**Tarefa 1**
Liste as pessoas citadas na resenha sobre o Iluminismo cujos anos de nascimento e morte aparecem entre parênteses, indicando esses anos.
**Tarefa 2**
Continue a resenha sobre o Iluminismo a partir da última frase apresentada.

Resenha por Albino Castro, para revista Portugal em Foco, na Coluna Mundos ao Mundo nº 367, Edição de 21 de maio de 2020.
O Iluminismo marcou a Europa na Idade Moderna (1453 – 1789), com o Movimento Renascentista, a partir do século XV, no ducado italiano dos Medici, senhores de Florença e de toda a Toscana. Teve origem, por incrível que pareça, justamente nos primórdios da Idade Média – iniciada em 476 e estendendo-se até 1453, quando os maometanos conquistaram a cristã Constantinopla, e a rebatizaram para Istambul. O grande inspirador do Iluminismo foi, inegavelmente, o maior dos Doutores da Igreja, Santo Agostinho (354 – 430), nascido nos territórios romanos ao Norte de África, próximo à fenícia Cartago, na atual Tunísia, extraordinário teólogo e filósofo que, na então bizantina Milão de Santo Ambrósio, ao Norte da Itália, converteu-se ao Catolicismo. Organizaria e traduziria do grego os textos que compõem o Novo Testamento. O resgate do legado humanista agostiniano, contudo, só aconteceria oito séculos depois, quando, ainda na imensa noite medieval, foi ‘redescoberto’ por outro dos Doutores da Igreja, o italiano Santo Tomás de Aquino (1225 – 1274), principal referência do Renascimento, natural da Província de Frosinone, ao lado de Roma, na região do Lácio. E que, por sua vez, influenciaria, entre os séculos XV e XVI, o célebre pensador holandês Erasmo de Roterdam (1466 – 1536), defensor da Reforma, autor da polêmica obra “Elogio da Loucura”, publicada em 1511. Apesar de ter seu nome ligado à cidade natal, Erasmo morou em Roterdam apenas os primeiros quatro anos de vida. Residiu quase sempre na suíça Basileia e na inglesa Londres, passando períodos em Portugal e Espanha – sendo que, ao contrário do contemporâneo e seu admirador, o alemão Martinho Lutero (1483 – 1546), jamais rompeu com a Santa Sé, embora tenha pregado a Reforma.

**Material extraído**
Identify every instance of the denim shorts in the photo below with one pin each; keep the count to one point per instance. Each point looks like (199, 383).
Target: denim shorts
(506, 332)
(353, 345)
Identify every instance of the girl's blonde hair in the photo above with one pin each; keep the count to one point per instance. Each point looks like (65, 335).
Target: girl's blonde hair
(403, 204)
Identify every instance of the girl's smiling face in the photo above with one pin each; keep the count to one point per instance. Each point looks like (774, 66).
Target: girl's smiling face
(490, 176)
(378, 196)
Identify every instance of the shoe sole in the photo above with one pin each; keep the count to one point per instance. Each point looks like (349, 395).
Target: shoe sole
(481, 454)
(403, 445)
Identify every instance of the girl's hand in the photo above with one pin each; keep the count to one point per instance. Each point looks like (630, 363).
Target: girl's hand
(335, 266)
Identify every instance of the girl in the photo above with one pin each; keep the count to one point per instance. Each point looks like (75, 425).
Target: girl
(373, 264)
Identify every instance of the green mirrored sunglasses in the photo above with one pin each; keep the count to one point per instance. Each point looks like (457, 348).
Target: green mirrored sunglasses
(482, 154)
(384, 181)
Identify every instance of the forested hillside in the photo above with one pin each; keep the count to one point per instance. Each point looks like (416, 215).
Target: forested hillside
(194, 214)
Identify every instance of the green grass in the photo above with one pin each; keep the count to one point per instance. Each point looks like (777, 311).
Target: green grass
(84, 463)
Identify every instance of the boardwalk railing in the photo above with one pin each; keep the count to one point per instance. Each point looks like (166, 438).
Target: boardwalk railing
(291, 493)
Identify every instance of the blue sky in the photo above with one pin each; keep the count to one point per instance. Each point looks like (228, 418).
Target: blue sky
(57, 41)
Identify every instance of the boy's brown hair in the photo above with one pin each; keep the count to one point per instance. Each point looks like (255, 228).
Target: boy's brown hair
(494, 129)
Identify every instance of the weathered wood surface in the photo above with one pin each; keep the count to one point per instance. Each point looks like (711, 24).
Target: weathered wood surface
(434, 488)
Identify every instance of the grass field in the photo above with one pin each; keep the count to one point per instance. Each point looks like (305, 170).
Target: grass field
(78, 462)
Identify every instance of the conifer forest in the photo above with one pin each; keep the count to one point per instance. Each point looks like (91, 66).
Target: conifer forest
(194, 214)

**Resposta escrita 1**
Santo Agostinho (354 – 430)
Santo Tomás de Aquino (1225 – 1274)
Erasmo de Roterdam (1466 – 1536)
Martinho Lutero (1483 – 1546)

**Resposta escrita 2**
Seria discípulo de Erasmo o mais notável dos renascentistas portugueses, o humanista Damião de Góis (1502 – 1574), nascido em Alenquer, no Distrito de Lisboa, com mãe neerlandesa, como seu mestre, sobressaindo-se nos estudos de Teologia e de História. Retrato do lusitano ilustra a coluna. É dele a monumental biografia, em quatro tomos, do Rei Dom Manuel I (1469 – 1521), O Venturoso, o que o conduziria, entretanto, às masmorras da Santa Inquisição pelo tom crítico ao soberano em cujo reinado Portugal chegaria à Índia, em 1498, e, dois anos após, descobriria o Brasil. Damião de Góis vivera o final da infância, a adolescência e parte da juventude como pajem de Dom Manuel I. Foi levado à Corte, aos nove anos, depois da morte do pai, provavelmente por Dom Manuel de Goyos, Porteiro-Mor do monarca, cargo equivalente ao de Primeiro Ministro, de linhagem do vizinho Reino de Leão – integrado à Espanha. Os Goyos eram Cruzados da Ordem do Hospital e se bateram nas fileiras de Dom Afonso Henriques (1106 – 1185), O Conquistador, na primeira metade do século XII, para a Independência de Portugal. Descende de Dom Manuel de Goyos, com efeito, o advogado, escritor, jornalista e historiador Durval de Noronha Goyos Jr, de 68 anos, que muito nos honra na diretoria da Casa de Portugal em São Paulo, autor de “Os Monges Guerreiros de Goyos e a Ordem do Hospital em Portugal”, resenhado por mim, aqui, em 11 de abril de 2019. Damião de Góis, por sua ascendência, seria enviado, como escrivão, aos 21 anos, à feitoria lusa de Antuérpia, na região flamenga da Bélgica, em 1523, pelo Rei Dom João III (1502 – 1557), O Piedoso, filho e sucessor de Dom Manuel I. Atuou em várias frentes diplomáticas no Leste europeu, inclusive nos Países Bálticos e na Escandinávia. Adotou como mentor, em seguida, Erasmo de Roterdam e só regressaria em 1545 a Portugal, assumindo a prestigiosa função de Guarda-Mor da Torre do Tombo.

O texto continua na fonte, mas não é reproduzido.